Saved data entries:
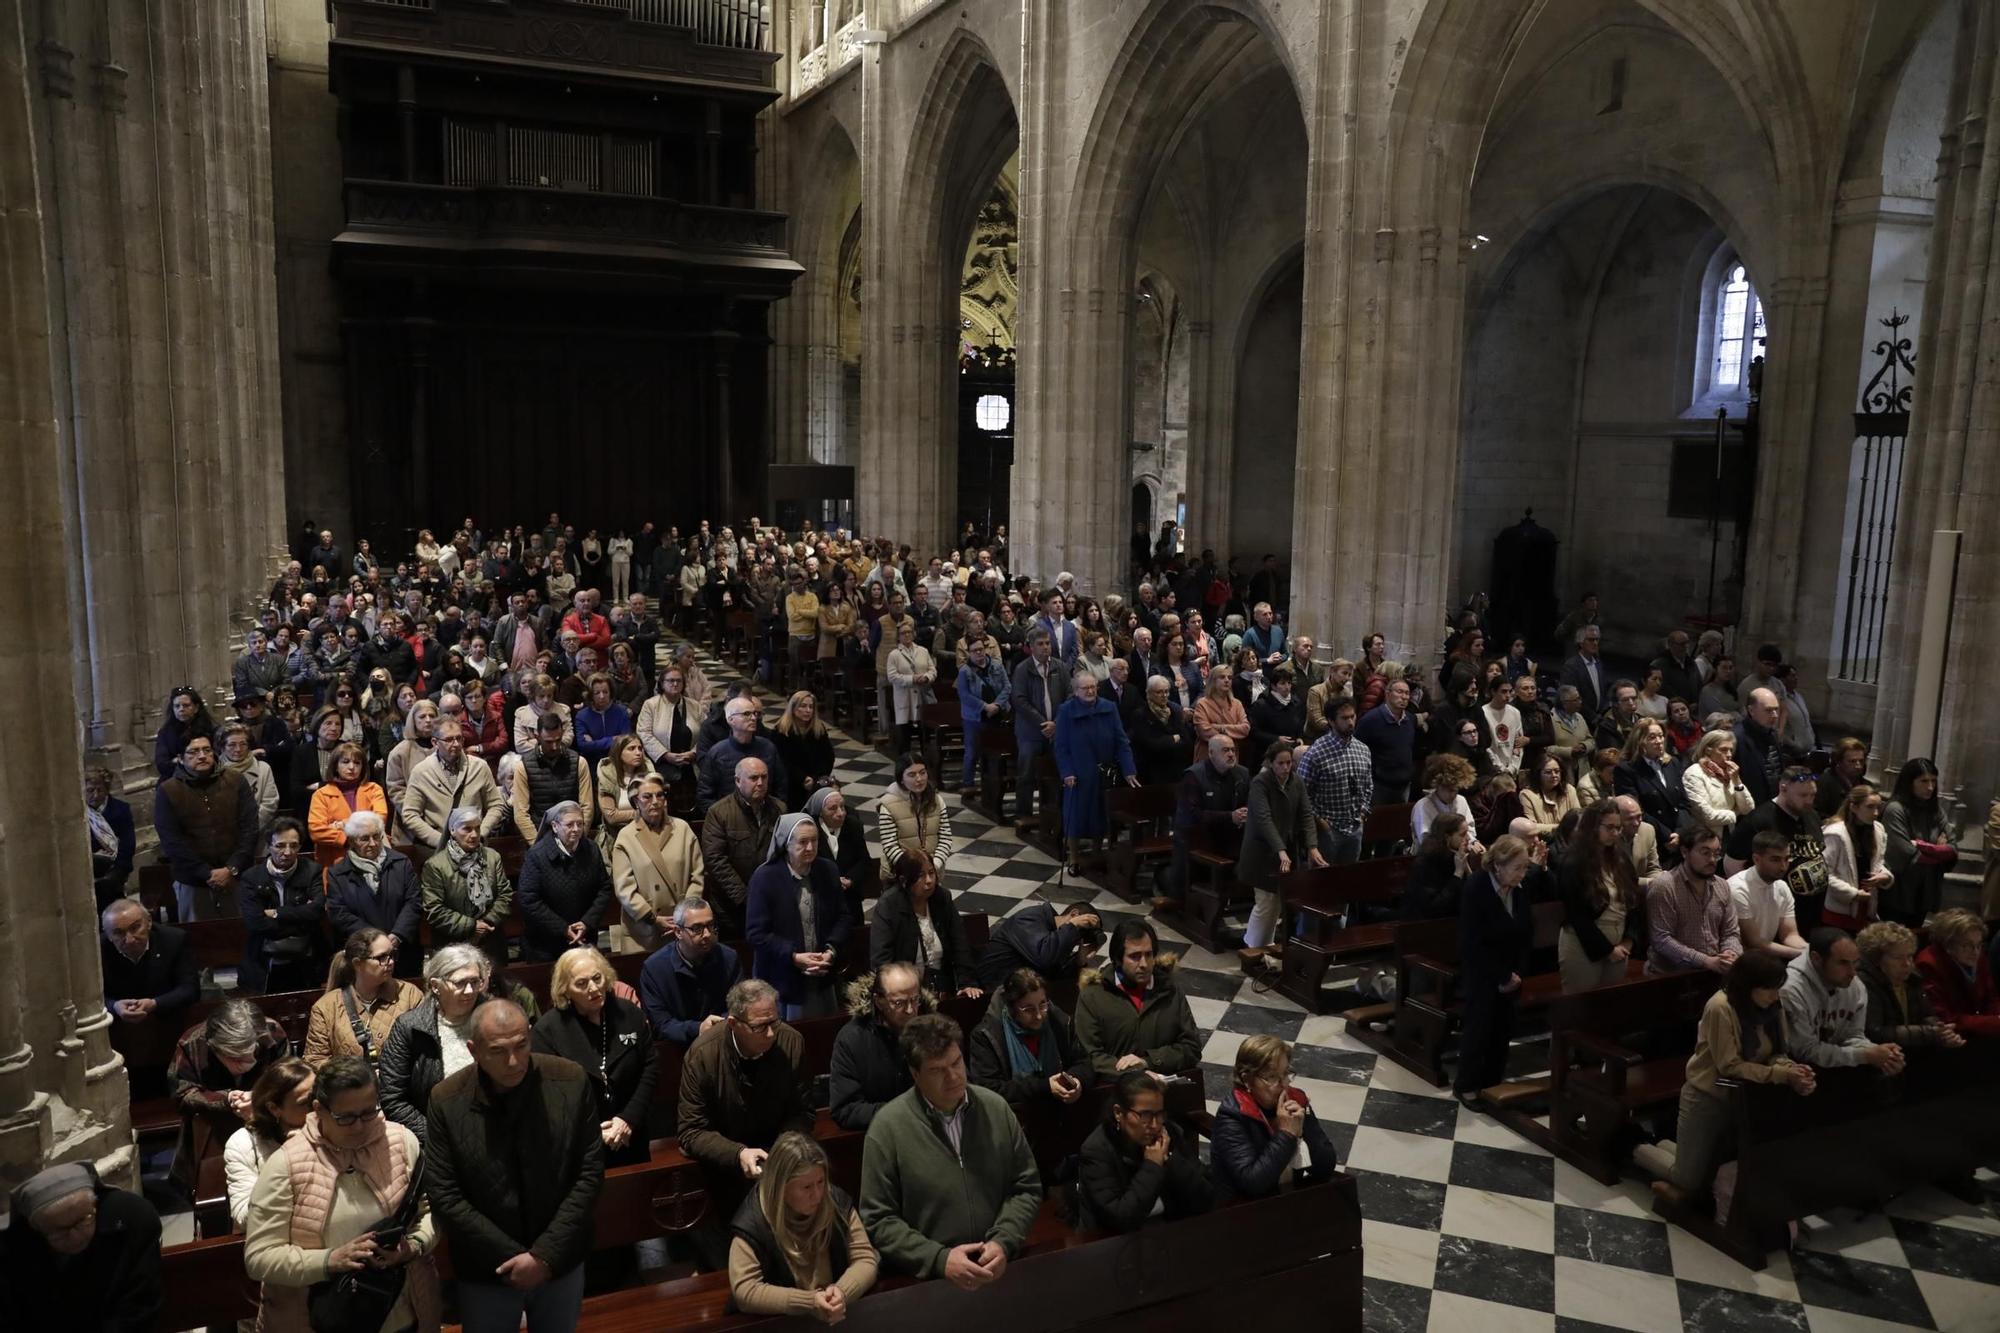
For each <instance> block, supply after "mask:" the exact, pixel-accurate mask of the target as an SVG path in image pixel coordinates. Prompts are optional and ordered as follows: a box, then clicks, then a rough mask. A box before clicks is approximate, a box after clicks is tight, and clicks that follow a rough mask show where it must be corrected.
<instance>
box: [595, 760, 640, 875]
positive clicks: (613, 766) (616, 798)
mask: <svg viewBox="0 0 2000 1333" xmlns="http://www.w3.org/2000/svg"><path fill="white" fill-rule="evenodd" d="M648 773H652V761H650V759H646V747H644V745H640V739H638V737H636V735H632V733H626V735H622V737H618V739H616V741H612V749H610V753H608V755H606V757H604V759H600V761H598V771H596V775H594V777H596V781H598V847H600V851H602V853H604V859H606V861H610V855H612V845H614V843H618V835H620V833H624V827H626V825H630V823H632V821H634V819H636V817H638V807H636V805H632V787H634V783H638V781H640V779H642V777H646V775H648Z"/></svg>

▶ [GOAL OF THE EXERCISE]
Retype each record exactly as it stands, but do not include the pictures.

▶ [ANSWER BOX]
For each <instance> block, supply after "mask:" the exact, pixel-accurate mask of the target as an SVG path in image pixel coordinates. Prompts are optional and ordered as follows: a box, then clicks, then a rough mask. A box before clicks is approximate, a box after clicks is tight, and clicks that follow a rough mask show where it must be corrected.
<instance>
box: [595, 760, 640, 875]
positive clicks: (613, 766) (616, 798)
mask: <svg viewBox="0 0 2000 1333" xmlns="http://www.w3.org/2000/svg"><path fill="white" fill-rule="evenodd" d="M648 773H652V761H650V759H646V747H644V745H640V739H638V737H636V735H632V733H626V735H622V737H618V739H616V741H612V749H610V753H608V755H606V757H604V759H600V761H598V771H596V775H594V777H596V781H598V847H600V851H602V853H604V859H606V861H610V855H612V845H614V843H618V835H620V833H624V827H626V825H630V823H632V821H634V819H636V817H638V807H636V805H632V787H634V783H638V781H640V779H642V777H646V775H648Z"/></svg>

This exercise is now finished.